● Goal of the exercise:
Please give the listing again in full, leaving out its images.
---------------
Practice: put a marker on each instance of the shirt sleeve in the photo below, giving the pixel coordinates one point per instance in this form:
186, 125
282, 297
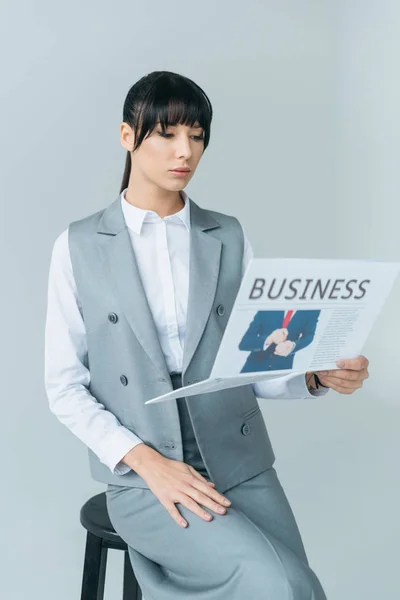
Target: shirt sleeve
66, 374
290, 386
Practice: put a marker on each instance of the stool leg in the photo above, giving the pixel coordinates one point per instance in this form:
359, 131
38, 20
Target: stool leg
94, 568
132, 590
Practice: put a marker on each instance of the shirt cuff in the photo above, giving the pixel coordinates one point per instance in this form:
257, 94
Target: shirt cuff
119, 443
298, 385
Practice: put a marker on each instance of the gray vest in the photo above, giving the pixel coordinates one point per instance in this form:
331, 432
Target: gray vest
125, 359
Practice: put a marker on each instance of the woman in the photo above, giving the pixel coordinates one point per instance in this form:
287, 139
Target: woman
139, 295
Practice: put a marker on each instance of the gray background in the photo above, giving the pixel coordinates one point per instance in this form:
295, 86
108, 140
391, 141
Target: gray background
304, 151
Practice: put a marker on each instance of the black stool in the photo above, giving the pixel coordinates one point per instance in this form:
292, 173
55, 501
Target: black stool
100, 537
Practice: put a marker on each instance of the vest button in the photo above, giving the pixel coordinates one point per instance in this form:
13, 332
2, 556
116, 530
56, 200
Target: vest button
246, 429
220, 310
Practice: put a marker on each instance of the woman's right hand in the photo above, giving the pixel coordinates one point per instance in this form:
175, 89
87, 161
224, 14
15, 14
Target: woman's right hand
175, 481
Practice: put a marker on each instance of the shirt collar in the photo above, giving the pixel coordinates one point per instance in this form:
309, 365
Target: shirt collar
135, 216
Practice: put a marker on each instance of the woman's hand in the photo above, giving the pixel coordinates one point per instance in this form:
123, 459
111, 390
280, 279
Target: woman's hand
175, 481
349, 377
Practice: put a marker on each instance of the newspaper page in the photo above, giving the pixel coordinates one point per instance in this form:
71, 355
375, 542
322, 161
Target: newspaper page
296, 315
302, 314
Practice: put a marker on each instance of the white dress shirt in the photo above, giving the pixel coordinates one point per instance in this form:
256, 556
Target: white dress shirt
161, 247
---------------
● Solved exercise:
Practice: put a marker on each instance of the shirt sleeve in the photo below, giving the pixel coordinates one point per instance in this form:
186, 125
282, 297
Target: shirt sleeve
66, 374
290, 386
Practice: put a marker on each instance of the stool leg in the photo above, giving the pixel coordinates one point per instance in this form:
359, 131
38, 20
Target: stool leg
94, 568
132, 590
Practice: put a marker on each instance of the shirt cuff in the photo above, giving the pixel coordinates one point per instance in this form:
257, 94
Target: shirt cuff
119, 443
298, 385
Practice: put a marker on each instance of the gray vest in the photo above, giving the pixel coordinates one point per instance in this form:
331, 432
Target: gray vest
125, 359
Practice: put a marker on each instance of the woman in the photo above, giving the pixel coordinates one point per instance in this form:
287, 139
Target: woman
139, 295
Practice: put a marker on each instance of the gray background in the photo above, giving the pixel coordinates one point per instance in this form:
295, 86
108, 140
391, 141
Target: gray background
304, 151
Practice: put a marker on each instance of the black stool in the photo above, giving the pixel coordinates one point per instance in this form:
292, 173
55, 501
Target: black stool
100, 537
Practice: put a marker on each instance of the vest button in the photo above, giving the pixel coordinates one point per instance in this form:
13, 332
2, 556
116, 530
56, 200
Target: vest button
246, 429
220, 310
Practice: put a marker on each instance of the woman's right hand in the photo above, giving the pixel coordinates one point per instance in this form:
175, 89
87, 161
224, 14
15, 14
Target: woman's right hand
175, 481
Practice: put a marker on each instance of the shirt collar in the photo above, giving the pixel coordinates one point per instance in this form:
309, 365
Target: shirt collar
135, 216
Practice: put a marker on each instance of the woman's hand in the photo above, giving the pixel coordinates one point per instance in this form:
123, 459
111, 390
280, 279
Target: woman's hand
175, 481
349, 377
Practice: put a marker on each instance of the newspaper page in the photo above, giving the pixel coordinates one point per instance in this form:
71, 355
375, 542
322, 161
Target: newspaper page
296, 315
302, 314
Practice: put a marker on each instance of the white dress shirt in the photo above, giving the pixel coordinates one point per instance in this form:
256, 556
Target: white dress shirt
161, 247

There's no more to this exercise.